- [YOUR GOAL] Pick out every line in the records below that contains the word "orange", and copy each one.

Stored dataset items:
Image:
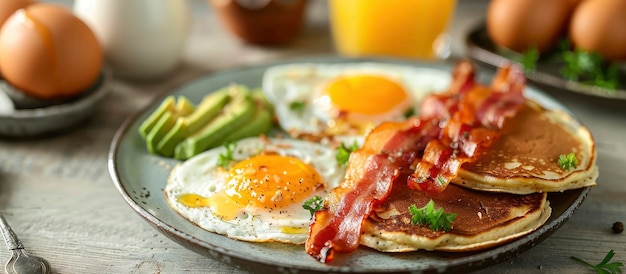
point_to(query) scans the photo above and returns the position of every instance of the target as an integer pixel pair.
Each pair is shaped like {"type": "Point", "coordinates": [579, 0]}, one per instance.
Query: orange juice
{"type": "Point", "coordinates": [401, 28]}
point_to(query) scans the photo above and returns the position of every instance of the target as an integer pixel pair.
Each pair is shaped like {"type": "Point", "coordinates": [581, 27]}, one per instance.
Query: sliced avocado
{"type": "Point", "coordinates": [235, 114]}
{"type": "Point", "coordinates": [184, 107]}
{"type": "Point", "coordinates": [210, 106]}
{"type": "Point", "coordinates": [168, 104]}
{"type": "Point", "coordinates": [257, 94]}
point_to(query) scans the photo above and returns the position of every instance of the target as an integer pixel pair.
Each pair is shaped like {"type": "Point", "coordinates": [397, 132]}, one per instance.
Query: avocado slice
{"type": "Point", "coordinates": [235, 114]}
{"type": "Point", "coordinates": [210, 106]}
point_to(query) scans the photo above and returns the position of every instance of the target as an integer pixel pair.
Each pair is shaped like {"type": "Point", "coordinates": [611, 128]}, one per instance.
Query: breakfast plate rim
{"type": "Point", "coordinates": [199, 243]}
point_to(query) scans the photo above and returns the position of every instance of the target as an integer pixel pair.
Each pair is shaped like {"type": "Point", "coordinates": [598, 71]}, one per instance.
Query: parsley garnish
{"type": "Point", "coordinates": [297, 106]}
{"type": "Point", "coordinates": [225, 158]}
{"type": "Point", "coordinates": [436, 219]}
{"type": "Point", "coordinates": [588, 68]}
{"type": "Point", "coordinates": [314, 204]}
{"type": "Point", "coordinates": [568, 161]}
{"type": "Point", "coordinates": [343, 153]}
{"type": "Point", "coordinates": [604, 266]}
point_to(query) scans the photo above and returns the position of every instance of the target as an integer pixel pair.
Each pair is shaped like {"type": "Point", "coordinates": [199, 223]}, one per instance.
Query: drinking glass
{"type": "Point", "coordinates": [399, 28]}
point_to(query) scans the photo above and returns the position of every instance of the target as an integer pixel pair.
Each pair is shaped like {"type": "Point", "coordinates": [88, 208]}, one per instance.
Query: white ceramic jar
{"type": "Point", "coordinates": [141, 38]}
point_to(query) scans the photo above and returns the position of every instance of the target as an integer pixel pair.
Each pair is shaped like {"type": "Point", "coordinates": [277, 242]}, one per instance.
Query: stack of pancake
{"type": "Point", "coordinates": [500, 196]}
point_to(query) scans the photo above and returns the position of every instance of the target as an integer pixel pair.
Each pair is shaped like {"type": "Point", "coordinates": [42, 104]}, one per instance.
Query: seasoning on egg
{"type": "Point", "coordinates": [47, 52]}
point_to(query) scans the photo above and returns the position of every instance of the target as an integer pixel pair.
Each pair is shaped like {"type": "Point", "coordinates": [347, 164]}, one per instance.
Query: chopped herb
{"type": "Point", "coordinates": [409, 112]}
{"type": "Point", "coordinates": [529, 59]}
{"type": "Point", "coordinates": [343, 153]}
{"type": "Point", "coordinates": [604, 266]}
{"type": "Point", "coordinates": [436, 219]}
{"type": "Point", "coordinates": [225, 158]}
{"type": "Point", "coordinates": [314, 204]}
{"type": "Point", "coordinates": [568, 161]}
{"type": "Point", "coordinates": [589, 68]}
{"type": "Point", "coordinates": [297, 106]}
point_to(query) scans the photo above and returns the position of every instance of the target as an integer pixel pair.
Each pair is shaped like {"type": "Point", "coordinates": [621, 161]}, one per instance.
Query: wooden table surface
{"type": "Point", "coordinates": [57, 194]}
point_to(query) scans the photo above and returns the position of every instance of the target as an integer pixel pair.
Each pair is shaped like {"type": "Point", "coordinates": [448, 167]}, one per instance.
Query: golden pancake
{"type": "Point", "coordinates": [484, 219]}
{"type": "Point", "coordinates": [524, 158]}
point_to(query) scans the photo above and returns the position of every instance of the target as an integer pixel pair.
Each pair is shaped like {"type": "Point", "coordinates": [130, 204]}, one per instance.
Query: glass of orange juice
{"type": "Point", "coordinates": [399, 28]}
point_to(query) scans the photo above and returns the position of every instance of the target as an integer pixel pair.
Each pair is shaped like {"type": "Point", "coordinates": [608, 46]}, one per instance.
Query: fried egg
{"type": "Point", "coordinates": [346, 99]}
{"type": "Point", "coordinates": [259, 195]}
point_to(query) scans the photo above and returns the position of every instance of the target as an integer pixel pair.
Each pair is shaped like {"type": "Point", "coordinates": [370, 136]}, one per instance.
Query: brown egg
{"type": "Point", "coordinates": [599, 26]}
{"type": "Point", "coordinates": [47, 52]}
{"type": "Point", "coordinates": [8, 7]}
{"type": "Point", "coordinates": [522, 24]}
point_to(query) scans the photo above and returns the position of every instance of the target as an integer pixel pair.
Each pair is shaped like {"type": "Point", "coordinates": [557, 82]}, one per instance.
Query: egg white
{"type": "Point", "coordinates": [286, 84]}
{"type": "Point", "coordinates": [201, 175]}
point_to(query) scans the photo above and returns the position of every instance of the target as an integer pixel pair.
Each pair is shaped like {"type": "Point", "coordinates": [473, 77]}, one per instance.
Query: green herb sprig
{"type": "Point", "coordinates": [529, 59]}
{"type": "Point", "coordinates": [568, 161]}
{"type": "Point", "coordinates": [314, 204]}
{"type": "Point", "coordinates": [343, 153]}
{"type": "Point", "coordinates": [435, 219]}
{"type": "Point", "coordinates": [604, 266]}
{"type": "Point", "coordinates": [297, 106]}
{"type": "Point", "coordinates": [225, 158]}
{"type": "Point", "coordinates": [587, 68]}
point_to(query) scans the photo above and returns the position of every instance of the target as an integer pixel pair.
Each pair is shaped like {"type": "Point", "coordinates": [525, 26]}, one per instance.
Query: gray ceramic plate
{"type": "Point", "coordinates": [55, 118]}
{"type": "Point", "coordinates": [140, 178]}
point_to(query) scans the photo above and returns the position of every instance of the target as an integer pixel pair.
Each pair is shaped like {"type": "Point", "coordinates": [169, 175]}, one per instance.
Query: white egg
{"type": "Point", "coordinates": [346, 99]}
{"type": "Point", "coordinates": [260, 196]}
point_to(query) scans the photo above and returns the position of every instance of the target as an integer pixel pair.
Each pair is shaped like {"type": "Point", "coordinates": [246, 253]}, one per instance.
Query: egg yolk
{"type": "Point", "coordinates": [365, 94]}
{"type": "Point", "coordinates": [263, 181]}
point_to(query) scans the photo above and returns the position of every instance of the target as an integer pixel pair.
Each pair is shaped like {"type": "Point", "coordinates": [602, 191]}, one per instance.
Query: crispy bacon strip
{"type": "Point", "coordinates": [388, 150]}
{"type": "Point", "coordinates": [449, 126]}
{"type": "Point", "coordinates": [473, 124]}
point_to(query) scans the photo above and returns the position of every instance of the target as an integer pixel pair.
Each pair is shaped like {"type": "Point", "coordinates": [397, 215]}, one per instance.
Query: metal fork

- [THE RESULT]
Query: orange juice
Query: glass of orange juice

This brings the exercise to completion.